### EXERCISE TEXT
----

Now, however, he denies the conceptual content or truth-content of Scripture altogether. Scripture merely gives us raw data which falls short of divine teaching since, in and of itself, it teaches us nothing whatsoever.

This is a seismic shift in Perry’s line of argument.

ii) As to the private language argument, this is quite controversial. Norman Malcolm, a disciple of Wittgenstein, deployed the private language argument to deny our dream life, while Daniel Dennett (with an assist from Gilbert Ryle) and the Churchlands take it a step further to deny consciousness altogether.

Since dream states and mental states are private rather than public, for they only enjoy privileged access, they are irreducible to a third-person description, and hence, on Wittgensteinian-cum-verificationist criteria, lack positive epistemic warrant.

It’s very odd of find Perry mix-and-match arguments from Searle with counterarguments from eliminative materialism. Perry’s worldview is such a patchwork quilt—a piece of Wittgenstein here, a piece of Searle there, a piece of Van Til here, a piece of Kuhn there.

iii) I agree with Perry that the meaning of “words” is socially assigned. Ordinary language is a code language for thought. As with symbolic discourse generally, the meaning which we assign to the linguistic token is an arbitrary social convention.

iv) But from this is hardly follows that they are not in our “head,” if by that he means to deny the mental constitution of concepts, and reassign them to an extramental language game.

Communication is a triadic relation. One mind communicates its ideas to another mind via a medium like language. This assumes a mutual understanding of the medium. Both speaker and listener (or writer and reader) must know the code language to decrypt the idea which is encoded in the linguistic tokens.

v) And yes, to the extent that an Evangelical creed is a successful re-utterance of a biblical concept, then it is equivalent to divine teaching.

“Yes I have and you have failed to grasp what a Transcendental Argument is. Here is the basic form.
1. Some undisputed phenomenon is possible only if some disputed phenomenon is actual.
2. The undisputed phenomenon is actual.
3. Therefore, the disputed phenomenon is actual.

----

### Saved data entries

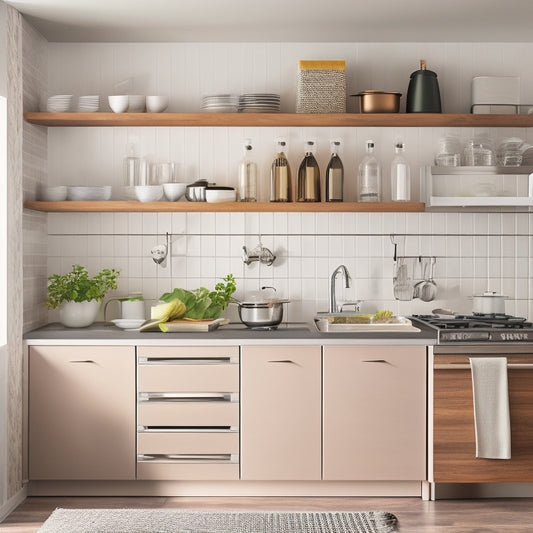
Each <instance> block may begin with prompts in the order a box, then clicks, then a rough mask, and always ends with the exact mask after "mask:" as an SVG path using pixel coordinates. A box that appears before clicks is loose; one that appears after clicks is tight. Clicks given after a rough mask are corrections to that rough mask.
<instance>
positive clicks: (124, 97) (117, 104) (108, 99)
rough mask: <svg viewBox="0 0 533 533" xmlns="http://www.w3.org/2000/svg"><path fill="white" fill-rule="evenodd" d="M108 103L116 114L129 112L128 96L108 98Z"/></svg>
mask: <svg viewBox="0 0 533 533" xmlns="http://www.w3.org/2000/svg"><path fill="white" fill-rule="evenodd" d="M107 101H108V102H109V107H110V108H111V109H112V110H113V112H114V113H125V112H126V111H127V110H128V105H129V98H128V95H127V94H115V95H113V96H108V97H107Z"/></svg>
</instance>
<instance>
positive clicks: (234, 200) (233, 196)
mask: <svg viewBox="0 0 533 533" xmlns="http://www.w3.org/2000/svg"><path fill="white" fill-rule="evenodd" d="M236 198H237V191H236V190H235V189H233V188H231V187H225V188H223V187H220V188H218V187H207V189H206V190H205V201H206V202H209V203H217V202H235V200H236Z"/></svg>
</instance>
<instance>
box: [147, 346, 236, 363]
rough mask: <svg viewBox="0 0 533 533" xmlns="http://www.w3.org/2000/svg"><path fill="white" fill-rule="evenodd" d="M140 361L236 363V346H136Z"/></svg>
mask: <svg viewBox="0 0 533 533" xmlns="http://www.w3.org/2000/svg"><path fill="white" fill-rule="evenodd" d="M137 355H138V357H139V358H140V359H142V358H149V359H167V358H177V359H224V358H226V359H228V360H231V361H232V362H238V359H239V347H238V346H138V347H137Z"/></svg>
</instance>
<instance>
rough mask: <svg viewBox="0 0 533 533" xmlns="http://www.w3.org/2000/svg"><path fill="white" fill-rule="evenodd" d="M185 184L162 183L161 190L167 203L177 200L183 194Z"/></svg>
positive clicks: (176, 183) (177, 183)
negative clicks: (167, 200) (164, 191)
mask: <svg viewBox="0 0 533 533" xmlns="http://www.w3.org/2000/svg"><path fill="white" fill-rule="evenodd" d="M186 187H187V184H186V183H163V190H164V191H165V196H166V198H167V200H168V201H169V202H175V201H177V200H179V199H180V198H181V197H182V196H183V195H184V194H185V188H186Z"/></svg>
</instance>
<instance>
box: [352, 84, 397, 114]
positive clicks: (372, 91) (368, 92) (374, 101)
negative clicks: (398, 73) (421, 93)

----

### REQUIREMENT 1
Translate the sentence "Ordinary language is a code language for thought." from the passage on Perry's argument into Spanish.
### REQUIREMENT 2
Recast the rows of the saved data entries as a JSON list of strings, one string per line, starting at the beginning of the rows and going on through the line with "103L116 114L129 112L128". Skip blank lines and leave the pictures out.

### WRITTEN ANSWER 1
El lenguaje ordinario es un lenguaje cifrado para el pensamiento.

### WRITTEN ANSWER 2
[
  "Each <instance> block may begin with prompts in the order a box, then clicks, then a rough mask, and always ends with the exact mask after \"mask:\" as an SVG path using pixel coordinates. A box that appears before clicks is loose; one that appears after clicks is tight. Clicks given after a rough mask are corrections to that rough mask.",
  "<instance>",
  "positive clicks: (124, 97) (117, 104) (108, 99)",
  "rough mask: <svg viewBox=\"0 0 533 533\" xmlns=\"http://www.w3.org/2000/svg\"><path fill=\"white\" fill-rule=\"evenodd\" d=\"M108 103L116 114L129 112L128 96L108 98Z\"/></svg>"
]